RAW DATA:
--------------------------------------------------
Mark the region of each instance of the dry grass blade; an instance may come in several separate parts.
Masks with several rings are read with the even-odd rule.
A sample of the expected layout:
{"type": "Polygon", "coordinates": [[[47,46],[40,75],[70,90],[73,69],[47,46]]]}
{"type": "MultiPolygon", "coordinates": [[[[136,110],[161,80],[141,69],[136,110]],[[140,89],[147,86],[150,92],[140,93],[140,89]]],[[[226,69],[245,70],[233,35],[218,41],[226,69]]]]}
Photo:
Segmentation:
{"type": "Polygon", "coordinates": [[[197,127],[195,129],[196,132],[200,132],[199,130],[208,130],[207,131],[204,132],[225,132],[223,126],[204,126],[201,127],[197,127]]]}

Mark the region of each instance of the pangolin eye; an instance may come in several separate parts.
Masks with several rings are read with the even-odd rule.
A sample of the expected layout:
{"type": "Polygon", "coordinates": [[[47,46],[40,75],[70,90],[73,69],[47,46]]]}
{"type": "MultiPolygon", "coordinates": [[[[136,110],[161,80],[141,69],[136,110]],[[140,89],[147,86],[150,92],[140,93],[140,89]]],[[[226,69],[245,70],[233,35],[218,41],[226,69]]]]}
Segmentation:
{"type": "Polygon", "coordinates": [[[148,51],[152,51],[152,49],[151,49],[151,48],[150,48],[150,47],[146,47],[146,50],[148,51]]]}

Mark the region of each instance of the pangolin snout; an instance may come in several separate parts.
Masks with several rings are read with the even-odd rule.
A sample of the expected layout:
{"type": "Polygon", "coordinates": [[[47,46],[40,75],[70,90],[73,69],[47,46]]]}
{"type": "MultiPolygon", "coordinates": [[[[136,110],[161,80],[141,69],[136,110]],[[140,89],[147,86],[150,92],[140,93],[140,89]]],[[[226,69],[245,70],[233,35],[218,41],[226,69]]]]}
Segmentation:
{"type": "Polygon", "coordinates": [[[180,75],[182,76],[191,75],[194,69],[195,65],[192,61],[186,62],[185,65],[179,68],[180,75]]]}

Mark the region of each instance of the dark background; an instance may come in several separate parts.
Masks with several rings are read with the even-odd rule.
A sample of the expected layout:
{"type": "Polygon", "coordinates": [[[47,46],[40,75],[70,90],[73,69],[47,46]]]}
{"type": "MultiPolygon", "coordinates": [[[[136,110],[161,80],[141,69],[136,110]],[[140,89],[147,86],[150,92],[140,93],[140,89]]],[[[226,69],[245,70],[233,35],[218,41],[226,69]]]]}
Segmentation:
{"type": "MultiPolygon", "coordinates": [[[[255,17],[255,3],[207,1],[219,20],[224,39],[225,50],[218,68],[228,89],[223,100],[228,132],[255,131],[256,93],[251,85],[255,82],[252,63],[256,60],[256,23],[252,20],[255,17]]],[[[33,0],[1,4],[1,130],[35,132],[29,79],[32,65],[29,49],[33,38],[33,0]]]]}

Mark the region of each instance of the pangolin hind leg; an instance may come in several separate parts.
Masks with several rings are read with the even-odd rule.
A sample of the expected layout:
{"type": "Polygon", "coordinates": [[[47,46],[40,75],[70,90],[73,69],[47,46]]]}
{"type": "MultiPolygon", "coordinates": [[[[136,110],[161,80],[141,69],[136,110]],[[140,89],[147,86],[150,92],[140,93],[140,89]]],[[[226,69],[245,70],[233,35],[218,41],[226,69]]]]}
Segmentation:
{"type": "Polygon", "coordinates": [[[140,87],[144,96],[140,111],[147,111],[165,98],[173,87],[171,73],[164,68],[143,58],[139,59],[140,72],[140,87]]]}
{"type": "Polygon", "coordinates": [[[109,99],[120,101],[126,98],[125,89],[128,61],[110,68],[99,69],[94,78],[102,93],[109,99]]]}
--------------------------------------------------
EXERCISE: Quote exactly what appears from the line containing "Mark the region of each instance of the pangolin hind" through the final line of the listing above, including both of those lines.

COMPLETED EXERCISE:
Mark the region of each instance of the pangolin hind leg; an instance may come in several separate parts.
Masks with several rings are read with the even-odd rule.
A sample of the expected layout:
{"type": "Polygon", "coordinates": [[[47,46],[40,75],[70,90],[73,69],[47,46]]]}
{"type": "MultiPolygon", "coordinates": [[[[136,110],[161,80],[141,69],[136,110]],[[140,89],[147,86],[150,92],[140,93],[140,89]]],[[[226,69],[245,70],[233,35],[218,41],[226,69]]]]}
Segmentation:
{"type": "Polygon", "coordinates": [[[140,87],[144,96],[140,111],[147,111],[165,98],[173,87],[171,73],[164,68],[143,58],[139,59],[140,72],[140,87]]]}
{"type": "Polygon", "coordinates": [[[109,99],[120,101],[126,98],[125,89],[128,61],[110,68],[99,69],[94,78],[102,93],[109,99]]]}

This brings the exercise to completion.